Reproduce the items below with "skid steer loader" replaced by "compact track loader" wherever it occurs, leaving everything else unchanged. Omit the pictures from your response.

[Excerpt from a dataset]
↓↓↓

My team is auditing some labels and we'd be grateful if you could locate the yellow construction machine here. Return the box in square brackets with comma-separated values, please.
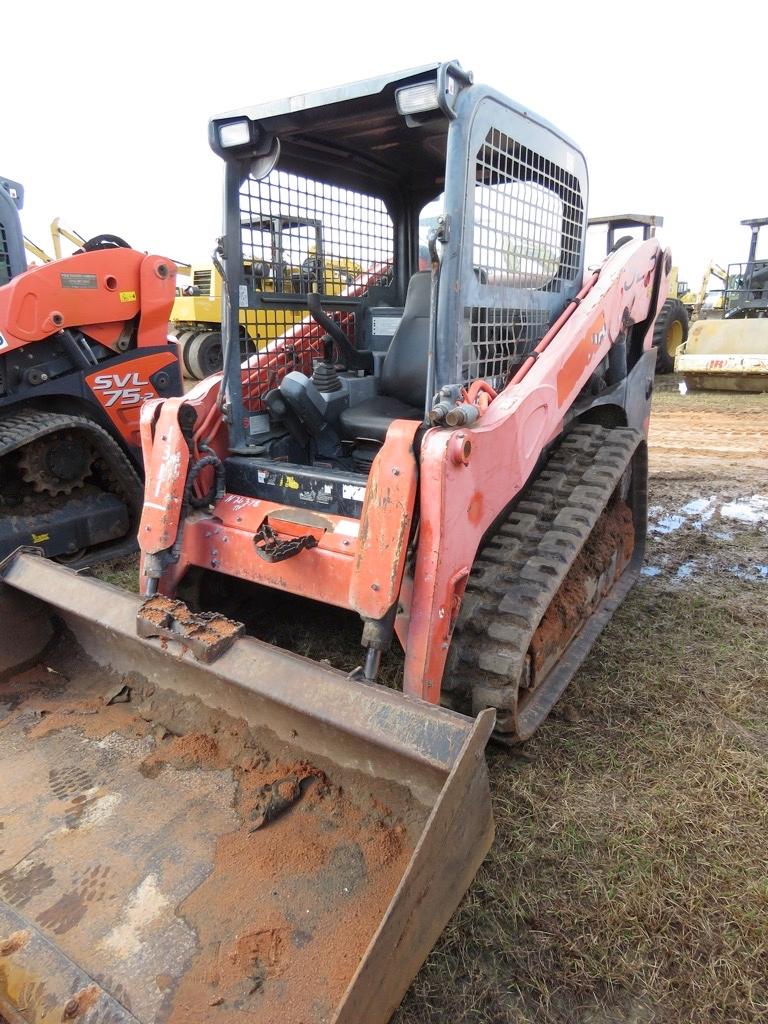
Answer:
[675, 217, 768, 391]
[171, 214, 361, 380]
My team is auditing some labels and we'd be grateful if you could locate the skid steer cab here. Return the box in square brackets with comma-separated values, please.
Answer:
[139, 62, 671, 741]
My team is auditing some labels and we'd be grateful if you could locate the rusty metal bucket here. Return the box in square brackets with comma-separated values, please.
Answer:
[0, 553, 493, 1024]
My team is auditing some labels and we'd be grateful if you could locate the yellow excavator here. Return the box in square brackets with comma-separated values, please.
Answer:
[675, 217, 768, 392]
[171, 214, 361, 380]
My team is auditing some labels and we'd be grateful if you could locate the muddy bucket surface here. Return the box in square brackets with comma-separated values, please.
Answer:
[0, 554, 493, 1024]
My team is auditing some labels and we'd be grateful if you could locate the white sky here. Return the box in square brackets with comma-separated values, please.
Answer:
[0, 0, 768, 288]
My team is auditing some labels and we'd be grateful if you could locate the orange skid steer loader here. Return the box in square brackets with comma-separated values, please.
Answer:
[0, 62, 671, 1024]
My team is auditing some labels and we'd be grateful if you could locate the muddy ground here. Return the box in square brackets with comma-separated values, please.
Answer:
[83, 377, 768, 1024]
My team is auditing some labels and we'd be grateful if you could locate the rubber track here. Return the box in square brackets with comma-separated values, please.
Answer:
[0, 409, 143, 568]
[443, 424, 644, 739]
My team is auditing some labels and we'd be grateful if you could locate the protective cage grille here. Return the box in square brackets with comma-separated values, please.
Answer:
[0, 224, 10, 285]
[462, 128, 584, 387]
[240, 171, 394, 434]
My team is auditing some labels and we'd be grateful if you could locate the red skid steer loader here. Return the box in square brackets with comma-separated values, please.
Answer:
[0, 178, 181, 567]
[0, 62, 671, 1024]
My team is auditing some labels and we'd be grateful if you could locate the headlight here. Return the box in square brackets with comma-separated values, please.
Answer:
[219, 118, 251, 150]
[397, 81, 438, 116]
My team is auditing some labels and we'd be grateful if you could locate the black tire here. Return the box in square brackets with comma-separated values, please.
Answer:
[186, 331, 224, 381]
[653, 299, 688, 374]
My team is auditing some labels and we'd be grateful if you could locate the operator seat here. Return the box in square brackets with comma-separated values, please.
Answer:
[339, 270, 430, 441]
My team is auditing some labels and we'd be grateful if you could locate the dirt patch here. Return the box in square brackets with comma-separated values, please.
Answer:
[0, 651, 426, 1024]
[164, 745, 413, 1024]
[648, 391, 768, 479]
[0, 932, 30, 956]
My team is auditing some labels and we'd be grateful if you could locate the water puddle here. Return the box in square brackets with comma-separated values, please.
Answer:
[648, 495, 768, 541]
[720, 495, 768, 522]
[640, 558, 768, 583]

↑↑↑

▶ [Exercise response]:
My team is auditing some labels and we'd be grateful if you could locate the yellow construction machine here. Return the box in square brackets with comma-separated values, please.
Answer:
[675, 217, 768, 391]
[171, 214, 361, 380]
My team is auditing some labels and we'd be grateful if you could locate the skid steer cab here. Return the box in square brackets with comma-separated values, please.
Answer:
[139, 62, 671, 741]
My team is auditing some labels and we'd be grateful if you could locate the rusty metal bucket here. Return the box in square brackets with comma-separated values, please.
Answer:
[0, 553, 493, 1024]
My team is auditing some labels and we'd be grateful if you could locate the yellow excavator here. Return the box in square brackets with comma-separated values, please.
Answer:
[675, 217, 768, 392]
[171, 214, 361, 380]
My team is auditing some labels and we'd be grateful if you could locate the muddy bucket surface here. Return the box in square brackets with comma-separated values, please.
Answer:
[0, 554, 493, 1024]
My team is auditing some labels and we'd be grateful if you could locate the white sky here. Return the box in square brackets with comma-separated values, please.
Answer:
[0, 0, 768, 288]
My team is auditing some labels and we'd be grateful if you could locate the orange compact track loader here. Return the box in square brackets with comma-separated values, please.
Answer:
[0, 62, 671, 1024]
My team is auditing some labels and we'd be grateful if you could locate the muddy ground here. Return the box in square brackets with comma-separated values, please.
Answer:
[83, 377, 768, 1024]
My team is auditing some labels and we'd be grateful if you could locate the rubber track here. Return the box in square brackets with comma-separated values, please.
Answer:
[0, 409, 143, 568]
[443, 424, 644, 739]
My team is auditing some labels and we'd be grateful if you could locate the protective cage grille here. Return the box in square brackets with comma-separated values, please.
Answer:
[0, 224, 10, 285]
[462, 128, 584, 387]
[240, 171, 394, 434]
My team is auditing some labels and we'd be grateful if you could locate the red compact track loader here. Return the box in square brackets with comma-separated values, please.
Answer:
[0, 178, 181, 567]
[0, 62, 671, 1024]
My team is auditing some labels and we'd be grateful if you could locate the headlight here. Return the box in square brackets with comma-separated values, please.
Answer:
[219, 118, 251, 150]
[397, 81, 438, 116]
My team is auditing some labels and we'd be grateful if you could locate the black tire here. Return the box in square brackets with comma-separated values, please.
Answer:
[186, 331, 224, 381]
[653, 299, 688, 374]
My team is auditing some labels and we'd be grateful if you could locate the operator seat here. Return the box in square brackets with comma-separated values, please.
Answer:
[339, 270, 430, 441]
My team is auditing some labels and we'd be grateful if you could locate the dirt patch here. Return the box in square brackets with comma-separated values, please.
Answer:
[0, 651, 426, 1024]
[164, 745, 413, 1024]
[648, 391, 768, 479]
[0, 932, 30, 956]
My team is auditing some labels and we'd be grateful if you could locate the water puddle here. Return the box in square brackets with comma-separated values, please.
Answer:
[648, 495, 768, 541]
[720, 495, 768, 522]
[640, 558, 768, 583]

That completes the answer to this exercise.